### Provided data
+ + + + + + +

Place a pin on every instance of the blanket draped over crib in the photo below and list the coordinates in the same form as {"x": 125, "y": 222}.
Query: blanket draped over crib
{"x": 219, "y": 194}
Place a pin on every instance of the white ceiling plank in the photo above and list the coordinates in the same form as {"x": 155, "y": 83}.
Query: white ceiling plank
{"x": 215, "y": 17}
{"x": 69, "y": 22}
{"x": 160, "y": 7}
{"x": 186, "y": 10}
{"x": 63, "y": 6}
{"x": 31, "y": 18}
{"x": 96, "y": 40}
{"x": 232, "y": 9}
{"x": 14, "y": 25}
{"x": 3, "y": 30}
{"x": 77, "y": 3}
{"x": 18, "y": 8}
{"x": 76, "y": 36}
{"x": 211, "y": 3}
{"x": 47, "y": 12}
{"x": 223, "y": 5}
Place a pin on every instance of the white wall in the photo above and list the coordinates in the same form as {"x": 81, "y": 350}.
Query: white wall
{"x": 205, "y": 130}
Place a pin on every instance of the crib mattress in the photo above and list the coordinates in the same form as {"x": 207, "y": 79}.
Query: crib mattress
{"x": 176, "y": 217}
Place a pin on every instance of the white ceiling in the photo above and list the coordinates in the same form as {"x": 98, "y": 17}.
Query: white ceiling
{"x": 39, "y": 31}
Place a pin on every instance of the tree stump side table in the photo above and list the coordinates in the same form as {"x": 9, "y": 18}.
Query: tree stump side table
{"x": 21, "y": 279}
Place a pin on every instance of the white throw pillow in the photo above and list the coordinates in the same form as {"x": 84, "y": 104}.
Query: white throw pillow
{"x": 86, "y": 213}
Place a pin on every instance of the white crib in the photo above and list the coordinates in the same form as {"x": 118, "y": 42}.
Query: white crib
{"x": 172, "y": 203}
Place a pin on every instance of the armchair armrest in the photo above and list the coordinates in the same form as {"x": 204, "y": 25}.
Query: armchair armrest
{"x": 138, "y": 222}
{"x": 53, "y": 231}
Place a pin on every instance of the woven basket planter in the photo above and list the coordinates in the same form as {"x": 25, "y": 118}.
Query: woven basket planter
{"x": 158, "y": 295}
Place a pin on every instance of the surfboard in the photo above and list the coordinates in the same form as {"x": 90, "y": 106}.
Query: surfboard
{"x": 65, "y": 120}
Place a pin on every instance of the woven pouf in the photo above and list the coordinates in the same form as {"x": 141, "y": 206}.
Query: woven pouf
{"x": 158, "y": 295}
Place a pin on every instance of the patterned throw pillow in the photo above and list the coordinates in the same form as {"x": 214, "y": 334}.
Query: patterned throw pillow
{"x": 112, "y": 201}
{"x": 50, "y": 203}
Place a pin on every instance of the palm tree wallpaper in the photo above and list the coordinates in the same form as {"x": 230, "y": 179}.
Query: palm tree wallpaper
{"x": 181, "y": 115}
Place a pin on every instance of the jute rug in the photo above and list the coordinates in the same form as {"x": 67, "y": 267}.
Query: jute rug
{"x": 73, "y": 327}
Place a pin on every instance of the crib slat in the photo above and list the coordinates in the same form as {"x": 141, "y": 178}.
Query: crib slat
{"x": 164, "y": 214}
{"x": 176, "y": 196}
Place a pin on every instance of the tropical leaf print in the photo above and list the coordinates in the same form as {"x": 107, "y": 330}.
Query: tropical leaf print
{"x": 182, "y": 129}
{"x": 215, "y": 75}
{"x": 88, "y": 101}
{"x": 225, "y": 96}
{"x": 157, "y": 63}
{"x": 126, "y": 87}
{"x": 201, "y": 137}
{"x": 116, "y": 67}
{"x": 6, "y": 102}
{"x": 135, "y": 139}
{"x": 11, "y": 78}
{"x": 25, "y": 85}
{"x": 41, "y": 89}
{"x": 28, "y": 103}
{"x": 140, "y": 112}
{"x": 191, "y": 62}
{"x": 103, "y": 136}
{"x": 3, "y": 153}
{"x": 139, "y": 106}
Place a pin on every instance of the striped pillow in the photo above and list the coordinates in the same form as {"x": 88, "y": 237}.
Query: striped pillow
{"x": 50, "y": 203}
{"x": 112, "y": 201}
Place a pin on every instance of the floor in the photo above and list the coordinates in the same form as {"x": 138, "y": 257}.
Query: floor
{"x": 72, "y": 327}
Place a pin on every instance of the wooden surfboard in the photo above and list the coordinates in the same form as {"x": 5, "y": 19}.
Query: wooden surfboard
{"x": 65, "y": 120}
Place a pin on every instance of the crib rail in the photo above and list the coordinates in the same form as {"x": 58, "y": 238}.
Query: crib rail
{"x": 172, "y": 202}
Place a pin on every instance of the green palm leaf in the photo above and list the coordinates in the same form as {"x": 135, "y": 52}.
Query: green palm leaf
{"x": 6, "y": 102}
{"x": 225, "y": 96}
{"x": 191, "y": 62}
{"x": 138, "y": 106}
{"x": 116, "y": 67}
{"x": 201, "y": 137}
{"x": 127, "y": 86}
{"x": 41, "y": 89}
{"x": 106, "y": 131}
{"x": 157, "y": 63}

+ + + + + + +

### Request
Present all of the records above as a Markdown table with two columns, Row and Line. Put a row number in Row and one line of the records in Line, and omit blank lines.

### Task answer
| Row | Line |
|---|---|
| 1 | Place a pin on every instance of the blanket draped over crib in the photo below and list the coordinates in the same form as {"x": 125, "y": 222}. |
| 2 | Query: blanket draped over crib |
| 3 | {"x": 219, "y": 194} |
| 4 | Place a pin on every instance of the white ceiling plank in the photo above and list the coordinates in the same form as {"x": 155, "y": 83}. |
| 5 | Query: white ceiling plank |
| 6 | {"x": 215, "y": 17} |
| 7 | {"x": 69, "y": 22} |
| 8 | {"x": 160, "y": 7} |
| 9 | {"x": 186, "y": 10} |
| 10 | {"x": 63, "y": 6} |
| 11 | {"x": 31, "y": 18} |
| 12 | {"x": 96, "y": 40} |
| 13 | {"x": 232, "y": 9} |
| 14 | {"x": 14, "y": 25} |
| 15 | {"x": 3, "y": 30} |
| 16 | {"x": 77, "y": 3} |
| 17 | {"x": 18, "y": 8} |
| 18 | {"x": 76, "y": 36} |
| 19 | {"x": 211, "y": 3} |
| 20 | {"x": 47, "y": 12} |
| 21 | {"x": 223, "y": 5} |
| 22 | Place a pin on every instance of the white wall in the photo above and list the coordinates in the same form as {"x": 81, "y": 350}. |
| 23 | Query: white wall |
| 24 | {"x": 205, "y": 130} |
| 25 | Place a pin on every instance of the crib mattress in the photo above and list the coordinates in the same form as {"x": 207, "y": 79}. |
| 26 | Query: crib mattress |
| 27 | {"x": 176, "y": 217} |
| 28 | Place a pin on every instance of the white ceiling in the photo above and list the coordinates in the same form as {"x": 98, "y": 17}. |
| 29 | Query: white ceiling |
| 30 | {"x": 39, "y": 31} |
| 31 | Place a pin on every instance of the tree stump side table in the photo above and list the coordinates in the same form as {"x": 9, "y": 18}. |
| 32 | Query: tree stump side table |
| 33 | {"x": 21, "y": 279} |
| 34 | Place a pin on every instance of the white throw pillow in the photo above and list the coordinates in the same form as {"x": 84, "y": 104}. |
| 35 | Query: white throw pillow |
| 36 | {"x": 86, "y": 213} |
| 37 | Place a pin on every instance of the white crib in the photo above and list the coordinates in the same form as {"x": 118, "y": 42}. |
| 38 | Query: white crib |
| 39 | {"x": 172, "y": 203} |
| 40 | Place a pin on every instance of the armchair armrest in the photo above and list the coordinates in the same form as {"x": 204, "y": 25}. |
| 41 | Query: armchair armrest |
| 42 | {"x": 138, "y": 222} |
| 43 | {"x": 53, "y": 231} |
| 44 | Place a pin on every instance of the woven basket planter in the photo above and list the coordinates in the same form as {"x": 25, "y": 118}. |
| 45 | Query: woven basket planter |
| 46 | {"x": 158, "y": 295} |
| 47 | Place a pin on every instance of the surfboard in the photo above and list the coordinates in the same form as {"x": 90, "y": 106}. |
| 48 | Query: surfboard |
| 49 | {"x": 65, "y": 120} |
| 50 | Place a pin on every instance of the woven pouf in the photo above and list the coordinates in the same form as {"x": 141, "y": 206}. |
| 51 | Query: woven pouf |
| 52 | {"x": 158, "y": 295} |
| 53 | Place a pin on every instance of the patterned throw pillow in the photo above and list the coordinates in the same form as {"x": 214, "y": 334}. |
| 54 | Query: patterned throw pillow |
| 55 | {"x": 112, "y": 201} |
| 56 | {"x": 50, "y": 203} |
| 57 | Place a pin on every instance of the palm tree wallpaper in the photo above and list the coordinates in the same form as {"x": 230, "y": 179}. |
| 58 | Query: palm tree wallpaper |
| 59 | {"x": 181, "y": 115} |
| 60 | Place a pin on every instance of the jute rug in the photo above and list the coordinates in the same form as {"x": 67, "y": 267}. |
| 61 | Query: jute rug |
| 62 | {"x": 73, "y": 327} |
| 63 | Place a pin on every instance of the crib slat in the photo above and list the coordinates in the same form as {"x": 141, "y": 178}. |
| 64 | Query: crib slat |
| 65 | {"x": 164, "y": 214} |
| 66 | {"x": 176, "y": 196} |
| 67 | Place a pin on every instance of the tropical leaf print in the photo above and list the coordinates in the same form as {"x": 107, "y": 330}. |
| 68 | Query: tropical leaf print |
| 69 | {"x": 182, "y": 129} |
| 70 | {"x": 215, "y": 75} |
| 71 | {"x": 88, "y": 101} |
| 72 | {"x": 225, "y": 96} |
| 73 | {"x": 157, "y": 63} |
| 74 | {"x": 126, "y": 87} |
| 75 | {"x": 201, "y": 137} |
| 76 | {"x": 116, "y": 67} |
| 77 | {"x": 6, "y": 102} |
| 78 | {"x": 135, "y": 139} |
| 79 | {"x": 11, "y": 78} |
| 80 | {"x": 25, "y": 85} |
| 81 | {"x": 41, "y": 89} |
| 82 | {"x": 28, "y": 103} |
| 83 | {"x": 140, "y": 112} |
| 84 | {"x": 191, "y": 62} |
| 85 | {"x": 103, "y": 136} |
| 86 | {"x": 3, "y": 153} |
| 87 | {"x": 139, "y": 106} |
| 88 | Place a pin on every instance of the striped pillow in the photo above and list the coordinates in the same form as {"x": 88, "y": 237}. |
| 89 | Query: striped pillow |
| 90 | {"x": 50, "y": 203} |
| 91 | {"x": 112, "y": 201} |
| 92 | Place a pin on every instance of the floor in the photo above and list the coordinates in the same form as {"x": 138, "y": 257}. |
| 93 | Query: floor |
| 94 | {"x": 72, "y": 327} |
| 95 | Place a pin on every instance of the wooden surfboard in the photo above and list the coordinates in the same form as {"x": 5, "y": 19}. |
| 96 | Query: wooden surfboard |
| 97 | {"x": 65, "y": 120} |
| 98 | Place a pin on every instance of the crib rail in the photo above and list the coordinates in the same form as {"x": 58, "y": 238}. |
| 99 | Query: crib rail |
| 100 | {"x": 172, "y": 202} |
| 101 | Place a pin on every instance of the green palm leaf in the photo above and list the coordinates in the same form as {"x": 135, "y": 52}. |
| 102 | Query: green palm leaf |
| 103 | {"x": 6, "y": 102} |
| 104 | {"x": 225, "y": 96} |
| 105 | {"x": 191, "y": 62} |
| 106 | {"x": 138, "y": 106} |
| 107 | {"x": 116, "y": 67} |
| 108 | {"x": 201, "y": 137} |
| 109 | {"x": 127, "y": 86} |
| 110 | {"x": 41, "y": 89} |
| 111 | {"x": 106, "y": 131} |
| 112 | {"x": 157, "y": 63} |